+++ INPUT RECORDS
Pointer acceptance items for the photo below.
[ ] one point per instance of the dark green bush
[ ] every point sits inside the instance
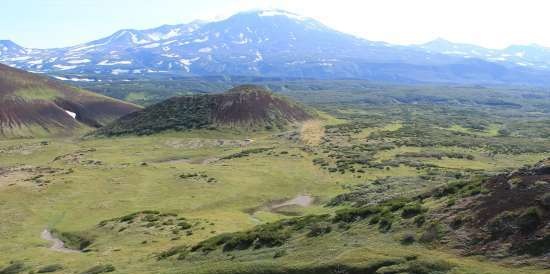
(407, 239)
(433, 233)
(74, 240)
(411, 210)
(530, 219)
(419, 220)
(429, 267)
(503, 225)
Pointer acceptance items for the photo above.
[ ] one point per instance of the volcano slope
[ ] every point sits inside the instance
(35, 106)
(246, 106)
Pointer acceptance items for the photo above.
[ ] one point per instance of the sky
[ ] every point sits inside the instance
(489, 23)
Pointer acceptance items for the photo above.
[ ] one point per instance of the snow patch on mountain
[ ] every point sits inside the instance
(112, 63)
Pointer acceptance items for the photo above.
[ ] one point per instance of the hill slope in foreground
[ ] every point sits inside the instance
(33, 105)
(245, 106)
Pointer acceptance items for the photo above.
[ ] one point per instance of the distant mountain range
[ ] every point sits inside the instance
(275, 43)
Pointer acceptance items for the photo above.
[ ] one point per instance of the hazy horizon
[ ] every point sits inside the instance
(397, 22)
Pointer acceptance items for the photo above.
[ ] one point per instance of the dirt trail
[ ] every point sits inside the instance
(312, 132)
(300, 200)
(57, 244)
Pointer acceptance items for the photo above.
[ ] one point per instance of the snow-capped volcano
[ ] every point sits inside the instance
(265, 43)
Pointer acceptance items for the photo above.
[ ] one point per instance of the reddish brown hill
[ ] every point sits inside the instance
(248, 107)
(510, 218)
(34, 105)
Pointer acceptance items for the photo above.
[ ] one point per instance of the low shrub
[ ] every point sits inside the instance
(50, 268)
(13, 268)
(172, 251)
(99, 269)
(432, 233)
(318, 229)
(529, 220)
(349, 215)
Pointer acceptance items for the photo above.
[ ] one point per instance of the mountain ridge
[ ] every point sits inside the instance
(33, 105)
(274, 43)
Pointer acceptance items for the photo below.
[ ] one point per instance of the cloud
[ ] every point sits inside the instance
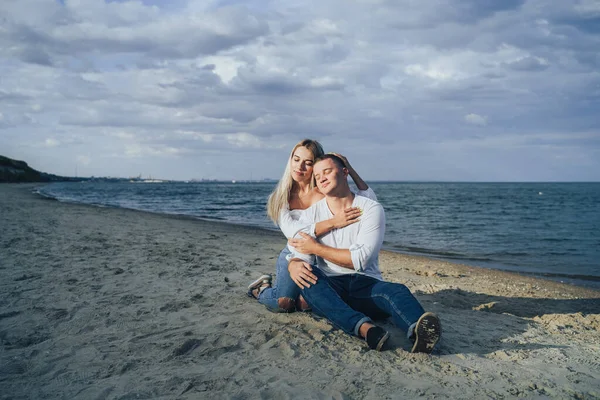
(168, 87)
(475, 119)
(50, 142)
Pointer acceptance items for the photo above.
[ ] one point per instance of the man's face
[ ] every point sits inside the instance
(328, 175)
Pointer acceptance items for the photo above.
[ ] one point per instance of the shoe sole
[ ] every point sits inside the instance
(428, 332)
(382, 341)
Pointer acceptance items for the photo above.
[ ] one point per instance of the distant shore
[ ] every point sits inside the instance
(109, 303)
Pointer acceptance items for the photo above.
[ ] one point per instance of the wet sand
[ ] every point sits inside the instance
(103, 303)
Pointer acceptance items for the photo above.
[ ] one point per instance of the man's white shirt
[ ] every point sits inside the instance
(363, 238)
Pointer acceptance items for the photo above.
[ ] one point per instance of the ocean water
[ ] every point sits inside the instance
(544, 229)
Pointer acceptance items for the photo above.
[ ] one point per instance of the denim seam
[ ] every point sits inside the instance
++++++
PROBLEM STATEMENT:
Spot the lines above that mention "hill" and copy them.

TASK SOLUTION:
[ ] one point per instance of the hill slope in foreground
[ ] one point per instance of the reddish brown hill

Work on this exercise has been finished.